SOURCE PASSAGE:
Communication between neurons relies on tiny little puffs of chemicals that float into the space between two neurons. Because these chemicals transmit messages between brain cells called neurons, scientists call them neurotransmitters.

The most important neurotransmitter in the brain is a chemical called glutamate. In our brains, glutamate is a signal that activates, or excites, neurons that it lands on. This is really important for HD – many researchers believe that HD might arise by a process they call excitotoxicity. The word is a mouthful, but the idea is pretty simple – neurons that are over-stimulated actually become sick and, eventually, die.

It’s a bit like our sense of hearing – our ears are very good at detecting noises in our environment, but if we stand next to a huge jet taking off, the sounds are so loud that our hearing will be damaged. Many scientists believe that certain neurons, deep inside the brains of people with the HD mutation, are undergoing something like standing next a jet plane, and that HD happens when those neurons are over-excited to death.

Based on these ideas, in the mid-2000’s several groups of researchers treated HD mice with drugs that block one specific glutamate receptor – called mGluR5 – and found significant improvements. In this way, drugs that block glutamate receptors are a bit like earplugs for over-excited neurons.

The short run

Because this idea was so attractive to researchers studying brain diseases, a large number of potential drugs were developed by pharmaceutical companies that block glutamate receptors, including mGluR5.

Drug giant Novartis actually ran a trail in HD patients with a drug that blocks mGluR5 called AFQ056. The trial was short – 32 days – and focused on the question of whether the drug made movement symptoms in HD patients better.

In short, it didn’t. As a consequence, Novartis halted the investigation of AFQ056 for Huntington’s Disease.

TASKS TO COMPLETE:
**1.** In the passage on glutamate and Huntington's disease, how long did the Novartis trial of AFQ056 last?
**2.** Copy the stretch of the passage on glutamate and Huntington's disease from "Communication between neurons" through "call them neurotransmitters." word for word.
The rows are separate material and not part of the passage on glutamate and Huntington's disease.

DATA SECTION:
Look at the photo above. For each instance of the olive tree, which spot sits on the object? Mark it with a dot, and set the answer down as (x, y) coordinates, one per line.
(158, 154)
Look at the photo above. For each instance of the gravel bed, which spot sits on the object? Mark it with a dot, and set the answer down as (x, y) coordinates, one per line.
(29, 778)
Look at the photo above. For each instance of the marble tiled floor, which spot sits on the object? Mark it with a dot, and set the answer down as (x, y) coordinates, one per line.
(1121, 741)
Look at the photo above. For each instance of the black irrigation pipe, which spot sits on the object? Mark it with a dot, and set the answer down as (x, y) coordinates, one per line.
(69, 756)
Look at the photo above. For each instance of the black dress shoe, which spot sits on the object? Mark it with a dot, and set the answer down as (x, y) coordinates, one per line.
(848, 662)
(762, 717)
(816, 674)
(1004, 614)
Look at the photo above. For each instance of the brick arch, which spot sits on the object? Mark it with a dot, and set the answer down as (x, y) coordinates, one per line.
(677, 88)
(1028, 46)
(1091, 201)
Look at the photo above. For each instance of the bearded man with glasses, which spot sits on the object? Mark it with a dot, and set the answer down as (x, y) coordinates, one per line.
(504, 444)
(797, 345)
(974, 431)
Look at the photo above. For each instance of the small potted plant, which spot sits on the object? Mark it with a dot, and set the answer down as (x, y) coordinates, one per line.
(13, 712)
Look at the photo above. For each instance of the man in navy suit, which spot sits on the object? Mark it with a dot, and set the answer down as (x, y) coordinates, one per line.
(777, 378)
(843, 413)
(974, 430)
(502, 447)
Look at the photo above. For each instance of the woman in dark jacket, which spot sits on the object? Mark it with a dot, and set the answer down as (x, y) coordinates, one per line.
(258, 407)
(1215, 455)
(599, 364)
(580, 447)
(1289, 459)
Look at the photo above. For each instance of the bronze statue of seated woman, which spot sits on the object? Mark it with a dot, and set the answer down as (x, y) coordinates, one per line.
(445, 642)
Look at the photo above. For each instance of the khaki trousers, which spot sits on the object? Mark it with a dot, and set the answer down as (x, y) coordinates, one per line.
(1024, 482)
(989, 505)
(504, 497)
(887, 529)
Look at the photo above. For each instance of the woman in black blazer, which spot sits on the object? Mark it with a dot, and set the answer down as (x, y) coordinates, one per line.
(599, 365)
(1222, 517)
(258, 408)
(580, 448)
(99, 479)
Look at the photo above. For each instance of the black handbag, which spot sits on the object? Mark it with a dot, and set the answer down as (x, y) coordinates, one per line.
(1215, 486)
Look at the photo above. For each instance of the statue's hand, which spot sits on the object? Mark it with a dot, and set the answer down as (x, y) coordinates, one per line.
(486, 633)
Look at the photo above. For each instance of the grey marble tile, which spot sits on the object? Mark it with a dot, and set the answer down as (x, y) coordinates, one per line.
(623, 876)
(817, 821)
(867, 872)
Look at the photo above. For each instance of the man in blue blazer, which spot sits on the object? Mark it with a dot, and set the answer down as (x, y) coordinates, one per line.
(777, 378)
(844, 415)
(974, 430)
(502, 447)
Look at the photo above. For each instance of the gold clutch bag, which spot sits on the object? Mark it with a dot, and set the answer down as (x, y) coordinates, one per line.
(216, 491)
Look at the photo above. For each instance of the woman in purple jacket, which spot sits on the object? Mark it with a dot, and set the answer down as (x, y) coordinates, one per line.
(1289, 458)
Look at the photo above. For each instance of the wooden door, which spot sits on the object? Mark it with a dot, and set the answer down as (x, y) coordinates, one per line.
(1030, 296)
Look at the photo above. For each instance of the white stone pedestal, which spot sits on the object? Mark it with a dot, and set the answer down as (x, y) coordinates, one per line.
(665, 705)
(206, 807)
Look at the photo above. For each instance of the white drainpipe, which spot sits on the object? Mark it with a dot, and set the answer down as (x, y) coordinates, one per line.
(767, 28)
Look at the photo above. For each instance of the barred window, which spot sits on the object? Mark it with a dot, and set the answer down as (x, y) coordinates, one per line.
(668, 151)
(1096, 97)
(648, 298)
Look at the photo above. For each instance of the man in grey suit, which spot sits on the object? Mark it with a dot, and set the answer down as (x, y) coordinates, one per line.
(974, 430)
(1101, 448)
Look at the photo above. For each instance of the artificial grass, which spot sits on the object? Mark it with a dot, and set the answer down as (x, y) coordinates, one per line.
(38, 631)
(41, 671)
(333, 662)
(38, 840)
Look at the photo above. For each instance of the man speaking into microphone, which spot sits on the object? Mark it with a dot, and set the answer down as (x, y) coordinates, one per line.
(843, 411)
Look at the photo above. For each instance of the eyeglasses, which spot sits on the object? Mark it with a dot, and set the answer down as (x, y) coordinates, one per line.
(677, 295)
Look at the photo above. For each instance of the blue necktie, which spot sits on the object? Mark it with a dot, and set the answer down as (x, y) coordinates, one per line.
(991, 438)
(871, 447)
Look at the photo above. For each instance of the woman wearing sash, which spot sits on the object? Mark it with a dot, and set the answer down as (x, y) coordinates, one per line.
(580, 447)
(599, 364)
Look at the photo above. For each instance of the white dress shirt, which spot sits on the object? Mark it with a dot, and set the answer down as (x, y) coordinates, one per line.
--
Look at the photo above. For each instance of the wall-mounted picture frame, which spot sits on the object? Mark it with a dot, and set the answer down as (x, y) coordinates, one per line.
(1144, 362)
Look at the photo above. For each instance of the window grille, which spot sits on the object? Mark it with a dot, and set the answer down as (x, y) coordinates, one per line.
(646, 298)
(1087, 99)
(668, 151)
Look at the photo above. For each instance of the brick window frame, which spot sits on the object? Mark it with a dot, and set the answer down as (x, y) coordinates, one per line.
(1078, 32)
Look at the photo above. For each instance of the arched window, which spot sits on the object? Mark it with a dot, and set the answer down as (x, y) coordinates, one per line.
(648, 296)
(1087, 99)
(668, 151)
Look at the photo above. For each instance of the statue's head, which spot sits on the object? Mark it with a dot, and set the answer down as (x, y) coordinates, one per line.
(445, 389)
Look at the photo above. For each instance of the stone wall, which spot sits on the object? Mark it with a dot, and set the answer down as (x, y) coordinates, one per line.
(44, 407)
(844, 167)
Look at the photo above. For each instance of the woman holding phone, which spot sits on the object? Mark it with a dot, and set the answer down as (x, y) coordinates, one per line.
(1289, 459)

ANSWERS PROVIDED:
**1.** The trial lasted 32 days.

**2.**
Communication between neurons relies on tiny little puffs of chemicals that float into the space between two neurons. Because these chemicals transmit messages between brain cells called neurons, scientists call them neurotransmitters.